◆ **Task A**: From the golf-bag strap story, print the passage starting at "Scratch golfer T.J." and ending at "by plodding step.".
◆ **Task B**: Write what comes next in the golf-bag strap story, picking up after its final sentence.

◆ **Source extract**:
"""
Scratch golfer T.J. Izzo nearly gave up the game when a bad back left him writhing in pain after lugging his clubs for 18 holes. Real golfers don't ride in carts, he says. Then, one night in 1988, Izzo awoke from a dream about a harness-like golf-bag strap. He jumped out of bed and made a mock-up from duct tape and towels.
Izzo's brainstorm was, he says, "a better mousetrap"--although the world didn't exactly beat a path to his door. The Izzo Dual Strap success story proceeds step by plodding step.
First, Izzo, a suburban Denver homebuilder, persuaded a friend to put up $15,000 to patent the strap in exchange for 10% of any future royalties. The patent was issued in 1991, and Izzo negotiated a licensing agreement with Wilson Sporting Goods Co., letting it manufacture the strap under its name in return for help in defending the patent against knockoffs.
Meanwhile, Izzo had produced 1,500 straps on his own with another $15,000 put up by a golfing buddy, a surgeon who "loved the idea, because he tells women not to carry purses on one shoulder," Izzo says.
"""
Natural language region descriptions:
"""
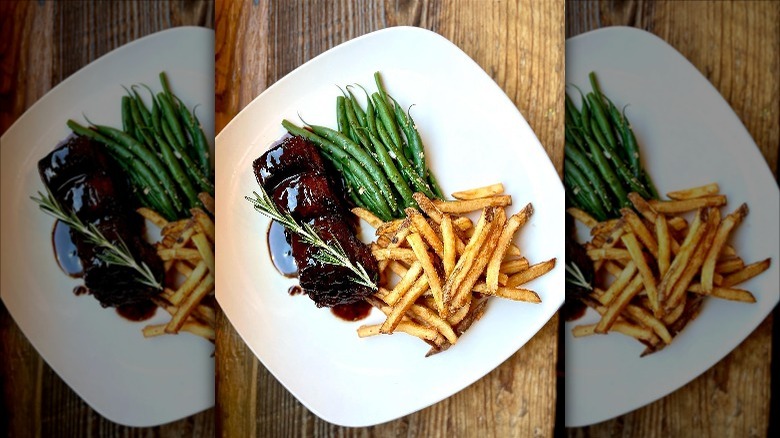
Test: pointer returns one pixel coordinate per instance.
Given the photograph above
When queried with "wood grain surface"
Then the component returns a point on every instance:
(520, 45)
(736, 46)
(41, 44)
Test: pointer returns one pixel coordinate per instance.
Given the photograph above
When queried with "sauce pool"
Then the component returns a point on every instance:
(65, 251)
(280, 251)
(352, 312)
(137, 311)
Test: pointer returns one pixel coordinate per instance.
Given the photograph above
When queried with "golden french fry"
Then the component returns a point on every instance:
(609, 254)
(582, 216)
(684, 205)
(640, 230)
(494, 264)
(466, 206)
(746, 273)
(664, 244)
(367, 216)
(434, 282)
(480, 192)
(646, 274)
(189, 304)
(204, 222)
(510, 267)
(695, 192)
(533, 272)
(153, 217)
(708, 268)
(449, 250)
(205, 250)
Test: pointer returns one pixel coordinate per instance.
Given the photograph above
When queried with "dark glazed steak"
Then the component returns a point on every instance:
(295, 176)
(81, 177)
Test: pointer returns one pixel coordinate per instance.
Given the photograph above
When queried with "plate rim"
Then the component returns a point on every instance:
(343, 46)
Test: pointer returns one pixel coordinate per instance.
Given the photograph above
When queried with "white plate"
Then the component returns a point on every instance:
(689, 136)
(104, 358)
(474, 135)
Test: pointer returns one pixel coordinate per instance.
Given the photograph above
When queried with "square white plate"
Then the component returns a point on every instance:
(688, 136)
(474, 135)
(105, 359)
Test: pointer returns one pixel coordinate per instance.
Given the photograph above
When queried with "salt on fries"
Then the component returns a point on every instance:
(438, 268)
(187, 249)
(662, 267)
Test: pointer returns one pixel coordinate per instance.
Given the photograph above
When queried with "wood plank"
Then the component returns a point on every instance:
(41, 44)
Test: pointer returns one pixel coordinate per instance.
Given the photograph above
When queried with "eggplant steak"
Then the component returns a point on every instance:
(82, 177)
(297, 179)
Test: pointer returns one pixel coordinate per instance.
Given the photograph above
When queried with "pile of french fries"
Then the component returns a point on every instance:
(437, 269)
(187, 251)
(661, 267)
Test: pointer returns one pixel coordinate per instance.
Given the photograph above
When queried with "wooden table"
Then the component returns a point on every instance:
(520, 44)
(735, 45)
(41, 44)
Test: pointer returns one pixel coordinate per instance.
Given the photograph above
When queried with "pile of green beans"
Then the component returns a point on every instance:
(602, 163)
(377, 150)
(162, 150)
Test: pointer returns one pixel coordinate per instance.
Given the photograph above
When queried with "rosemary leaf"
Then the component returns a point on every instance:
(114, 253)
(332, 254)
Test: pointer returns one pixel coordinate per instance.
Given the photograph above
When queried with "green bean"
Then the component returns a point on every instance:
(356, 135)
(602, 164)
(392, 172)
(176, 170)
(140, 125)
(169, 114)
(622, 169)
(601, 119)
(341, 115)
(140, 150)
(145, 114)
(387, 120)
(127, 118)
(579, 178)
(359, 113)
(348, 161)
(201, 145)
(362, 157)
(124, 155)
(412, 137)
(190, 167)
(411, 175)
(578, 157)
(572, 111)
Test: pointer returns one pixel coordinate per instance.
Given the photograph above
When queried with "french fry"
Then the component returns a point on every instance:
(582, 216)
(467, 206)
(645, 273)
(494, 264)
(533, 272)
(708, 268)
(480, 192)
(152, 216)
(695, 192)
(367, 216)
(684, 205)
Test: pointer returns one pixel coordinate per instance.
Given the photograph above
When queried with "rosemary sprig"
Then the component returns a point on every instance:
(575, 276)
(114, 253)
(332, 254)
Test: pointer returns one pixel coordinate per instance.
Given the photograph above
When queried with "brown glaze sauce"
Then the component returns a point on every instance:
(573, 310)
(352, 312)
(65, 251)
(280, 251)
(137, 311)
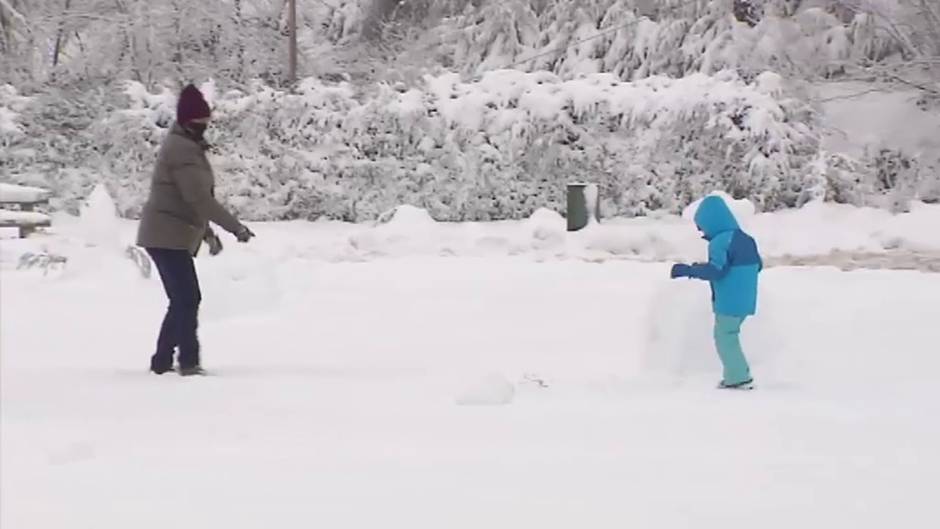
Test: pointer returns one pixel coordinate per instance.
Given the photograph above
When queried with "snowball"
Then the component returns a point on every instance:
"""
"""
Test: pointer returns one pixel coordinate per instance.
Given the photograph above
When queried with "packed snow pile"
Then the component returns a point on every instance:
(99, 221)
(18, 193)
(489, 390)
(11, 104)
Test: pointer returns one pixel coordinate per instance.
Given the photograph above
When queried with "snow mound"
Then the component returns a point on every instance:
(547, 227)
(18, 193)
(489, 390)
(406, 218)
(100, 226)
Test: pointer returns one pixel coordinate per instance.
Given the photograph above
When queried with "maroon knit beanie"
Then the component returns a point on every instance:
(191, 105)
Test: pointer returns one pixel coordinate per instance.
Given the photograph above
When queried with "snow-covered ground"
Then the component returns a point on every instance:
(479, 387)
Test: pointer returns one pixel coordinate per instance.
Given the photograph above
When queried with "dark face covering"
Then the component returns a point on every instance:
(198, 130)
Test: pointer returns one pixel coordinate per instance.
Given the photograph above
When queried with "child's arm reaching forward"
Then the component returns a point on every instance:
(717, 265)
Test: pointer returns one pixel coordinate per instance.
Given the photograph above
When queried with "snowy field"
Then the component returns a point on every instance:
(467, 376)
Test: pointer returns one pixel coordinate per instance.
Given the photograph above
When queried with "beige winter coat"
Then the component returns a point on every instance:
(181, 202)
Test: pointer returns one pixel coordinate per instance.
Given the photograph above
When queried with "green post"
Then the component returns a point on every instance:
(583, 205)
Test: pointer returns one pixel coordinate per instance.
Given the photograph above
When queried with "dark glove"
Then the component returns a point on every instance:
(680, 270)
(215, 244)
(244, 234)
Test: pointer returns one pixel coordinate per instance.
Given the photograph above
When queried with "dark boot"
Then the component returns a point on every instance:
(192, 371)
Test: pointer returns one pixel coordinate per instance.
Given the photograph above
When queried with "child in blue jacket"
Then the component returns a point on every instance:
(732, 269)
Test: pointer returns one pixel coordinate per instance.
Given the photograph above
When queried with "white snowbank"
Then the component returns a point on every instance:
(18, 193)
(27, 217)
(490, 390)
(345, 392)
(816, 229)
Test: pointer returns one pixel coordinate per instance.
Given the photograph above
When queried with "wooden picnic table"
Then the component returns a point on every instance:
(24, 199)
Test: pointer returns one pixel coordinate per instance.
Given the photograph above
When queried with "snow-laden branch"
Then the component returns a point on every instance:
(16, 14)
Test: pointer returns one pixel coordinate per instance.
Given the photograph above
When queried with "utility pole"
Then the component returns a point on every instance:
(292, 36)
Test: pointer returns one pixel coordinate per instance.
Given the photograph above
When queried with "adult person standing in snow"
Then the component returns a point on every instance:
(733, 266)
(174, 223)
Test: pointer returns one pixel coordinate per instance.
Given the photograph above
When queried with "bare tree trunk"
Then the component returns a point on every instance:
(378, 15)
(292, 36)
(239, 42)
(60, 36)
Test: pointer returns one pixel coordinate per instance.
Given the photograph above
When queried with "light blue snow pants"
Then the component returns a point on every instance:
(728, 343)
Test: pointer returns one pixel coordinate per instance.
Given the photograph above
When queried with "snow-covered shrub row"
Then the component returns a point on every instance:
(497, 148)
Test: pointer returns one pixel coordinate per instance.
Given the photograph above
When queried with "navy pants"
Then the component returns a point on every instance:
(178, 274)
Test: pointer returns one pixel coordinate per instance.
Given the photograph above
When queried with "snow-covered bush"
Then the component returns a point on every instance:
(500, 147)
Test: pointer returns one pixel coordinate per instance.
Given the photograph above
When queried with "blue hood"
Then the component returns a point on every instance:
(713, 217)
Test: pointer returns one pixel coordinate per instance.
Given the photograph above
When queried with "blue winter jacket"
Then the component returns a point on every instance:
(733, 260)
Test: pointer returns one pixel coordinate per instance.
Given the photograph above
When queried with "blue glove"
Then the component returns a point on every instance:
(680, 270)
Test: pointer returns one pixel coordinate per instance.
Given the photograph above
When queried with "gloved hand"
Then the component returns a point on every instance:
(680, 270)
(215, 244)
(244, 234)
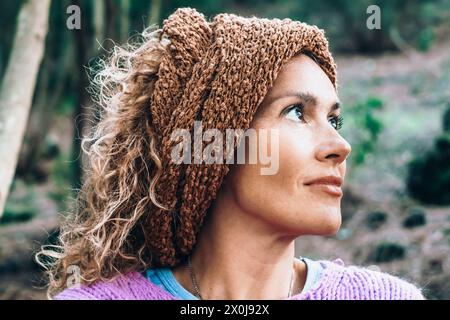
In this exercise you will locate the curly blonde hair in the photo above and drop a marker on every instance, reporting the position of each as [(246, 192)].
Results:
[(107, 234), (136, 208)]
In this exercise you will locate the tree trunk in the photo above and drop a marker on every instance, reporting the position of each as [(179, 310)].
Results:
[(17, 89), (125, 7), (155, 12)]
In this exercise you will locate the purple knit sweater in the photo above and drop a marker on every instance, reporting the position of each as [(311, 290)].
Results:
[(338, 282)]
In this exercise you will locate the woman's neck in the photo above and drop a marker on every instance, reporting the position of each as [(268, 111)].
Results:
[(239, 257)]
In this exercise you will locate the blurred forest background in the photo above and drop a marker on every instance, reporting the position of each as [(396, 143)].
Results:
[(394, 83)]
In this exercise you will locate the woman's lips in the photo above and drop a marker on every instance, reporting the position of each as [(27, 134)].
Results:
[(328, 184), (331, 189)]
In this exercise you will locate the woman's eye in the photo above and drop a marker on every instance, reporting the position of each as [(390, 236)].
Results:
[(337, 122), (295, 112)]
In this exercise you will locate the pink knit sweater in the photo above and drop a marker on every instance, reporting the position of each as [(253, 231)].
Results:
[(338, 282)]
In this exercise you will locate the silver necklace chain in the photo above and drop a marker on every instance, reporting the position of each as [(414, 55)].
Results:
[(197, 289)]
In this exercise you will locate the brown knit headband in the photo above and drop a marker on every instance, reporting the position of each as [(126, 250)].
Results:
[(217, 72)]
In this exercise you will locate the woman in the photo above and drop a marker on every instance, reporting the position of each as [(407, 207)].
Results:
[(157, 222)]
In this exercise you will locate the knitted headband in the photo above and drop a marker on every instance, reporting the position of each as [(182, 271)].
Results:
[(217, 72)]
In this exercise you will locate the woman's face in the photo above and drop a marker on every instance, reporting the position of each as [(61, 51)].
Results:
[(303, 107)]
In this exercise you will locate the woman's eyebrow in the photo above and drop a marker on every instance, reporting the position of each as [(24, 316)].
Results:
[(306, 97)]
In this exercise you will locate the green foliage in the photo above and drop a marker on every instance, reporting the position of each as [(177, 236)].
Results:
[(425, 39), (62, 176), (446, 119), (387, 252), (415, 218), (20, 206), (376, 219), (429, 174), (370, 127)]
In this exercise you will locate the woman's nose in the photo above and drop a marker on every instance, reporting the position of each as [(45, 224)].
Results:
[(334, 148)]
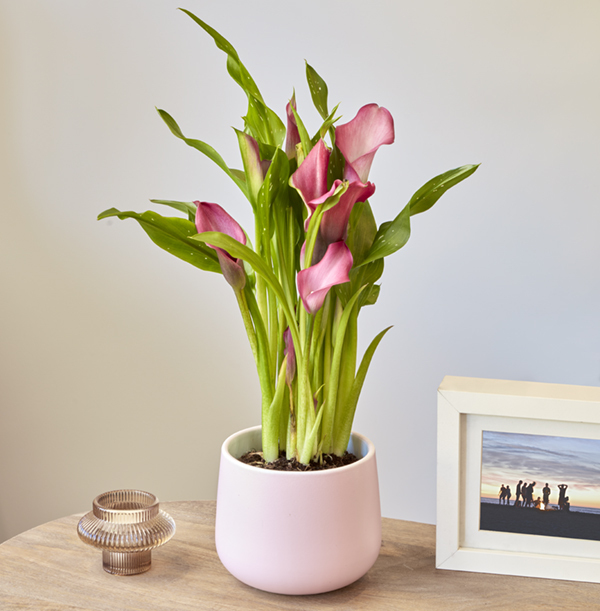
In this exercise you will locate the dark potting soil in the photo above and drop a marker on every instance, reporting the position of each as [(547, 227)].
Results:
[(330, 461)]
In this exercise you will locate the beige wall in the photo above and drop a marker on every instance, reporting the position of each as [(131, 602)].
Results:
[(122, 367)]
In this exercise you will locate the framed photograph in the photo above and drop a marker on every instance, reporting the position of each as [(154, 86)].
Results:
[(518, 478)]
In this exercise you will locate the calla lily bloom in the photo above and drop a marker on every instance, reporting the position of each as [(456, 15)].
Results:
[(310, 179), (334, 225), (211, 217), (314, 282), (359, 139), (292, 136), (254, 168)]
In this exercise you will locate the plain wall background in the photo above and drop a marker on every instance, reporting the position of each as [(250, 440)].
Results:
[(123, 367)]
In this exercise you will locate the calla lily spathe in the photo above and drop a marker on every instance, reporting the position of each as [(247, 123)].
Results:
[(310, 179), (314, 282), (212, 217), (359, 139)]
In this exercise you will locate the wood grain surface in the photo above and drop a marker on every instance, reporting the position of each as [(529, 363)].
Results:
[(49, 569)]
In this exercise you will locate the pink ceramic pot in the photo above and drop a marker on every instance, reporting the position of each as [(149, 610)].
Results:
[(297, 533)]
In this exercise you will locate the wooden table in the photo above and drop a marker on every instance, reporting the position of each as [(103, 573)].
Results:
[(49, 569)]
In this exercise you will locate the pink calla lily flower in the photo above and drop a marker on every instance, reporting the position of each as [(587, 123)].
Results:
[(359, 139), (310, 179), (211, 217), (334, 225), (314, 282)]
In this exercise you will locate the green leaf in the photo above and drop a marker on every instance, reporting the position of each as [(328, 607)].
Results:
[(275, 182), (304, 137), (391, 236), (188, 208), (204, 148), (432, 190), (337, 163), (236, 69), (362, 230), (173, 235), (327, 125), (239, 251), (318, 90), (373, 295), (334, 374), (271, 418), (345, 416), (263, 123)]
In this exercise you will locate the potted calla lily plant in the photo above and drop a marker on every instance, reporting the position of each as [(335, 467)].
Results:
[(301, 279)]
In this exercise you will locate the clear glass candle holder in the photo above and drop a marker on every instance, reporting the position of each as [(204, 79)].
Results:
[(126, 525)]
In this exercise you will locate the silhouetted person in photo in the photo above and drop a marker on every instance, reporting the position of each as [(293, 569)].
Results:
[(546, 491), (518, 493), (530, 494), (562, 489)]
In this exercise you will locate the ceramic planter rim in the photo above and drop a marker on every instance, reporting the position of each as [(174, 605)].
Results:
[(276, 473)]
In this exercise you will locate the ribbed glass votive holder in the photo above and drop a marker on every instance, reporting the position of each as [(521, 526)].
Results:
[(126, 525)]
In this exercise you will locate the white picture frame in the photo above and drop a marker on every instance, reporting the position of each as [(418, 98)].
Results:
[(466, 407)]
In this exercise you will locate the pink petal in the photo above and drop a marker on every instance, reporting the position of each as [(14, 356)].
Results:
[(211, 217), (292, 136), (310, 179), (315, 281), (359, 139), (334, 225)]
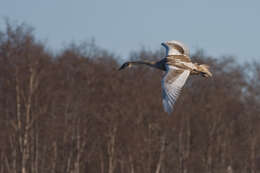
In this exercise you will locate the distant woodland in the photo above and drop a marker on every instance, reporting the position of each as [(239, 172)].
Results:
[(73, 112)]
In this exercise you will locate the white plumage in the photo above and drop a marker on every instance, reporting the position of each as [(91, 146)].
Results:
"""
◆ **Answer space A**:
Scratch golfer T.J. Izzo nearly gave up the game when a bad back left him writhing in pain after lugging his clubs for 18 holes. Real golfers don't ride in carts, he says. Then, one night in 1988, Izzo awoke from a dream about a harness-like golf-bag strap. He jumped out of bed and made a mock-up from duct tape and towels.
Izzo's brainstorm was, he says, "a better mousetrap"--although the world didn't exactly beat a path to his door. The Izzo Dual Strap success story proceeds step by plodding step.

◆ **Answer space B**:
Samples were sent to golf publications, which endorsed the $29.95 strap. Doctors recommended it, too. "It has real orthopedic benefits. It's a simple concept to distribute forces evenly across the shoulders and spine," says David A. Haaland, an orthopedic surgeon in La Mesa, Calif.
GALLERY SHOW. Still, sales languished. Izzo feels that's because golfers likened his strap to a backpack's, which can be awkward to put on and take off. The Izzo is different. One strap is lined with velour to grip the shoulder; the other has a nylon lining to slip off with ease.
To show professionals the strap in action, Izzo attended tournaments, standing in the gallery with his bag strapped on. Among the first to notice: J. Michael Carrick, Tom Kite's caddie and co-director of the Professional Tour Caddies Assn. Carrick wears the strap to ease a sore back and muscle spasms. But he takes some ribbing. "Tom calls it the `geek strap,"' says Carrick. The strap got a big boost when well-known caddie Fanny Sunesson told the London Daily Express she almost gave up caddying for Nick Faldo because of back pain. The strap saved her career, she told the newspaper. Izzo then signed her to promote his baby on the Professional Golfers Assn. European Tour.
In April, 1992, Izzo formed Izzo Systems Inc. He's president and chief executive. He raised $380,000 for operations by selling 10% of the company to a group of Wyoming investors. In addition, Izzo brought in Joseph Louis Barrow Jr., son of late heavyweight champ Joe Louis, as senior vice-president for marketing. Barrow signed up 24 independent reps in the U.S. and 8 foreign distributors. Barrow has also targeted college teams and top junior players because "they're trend-setters," he says.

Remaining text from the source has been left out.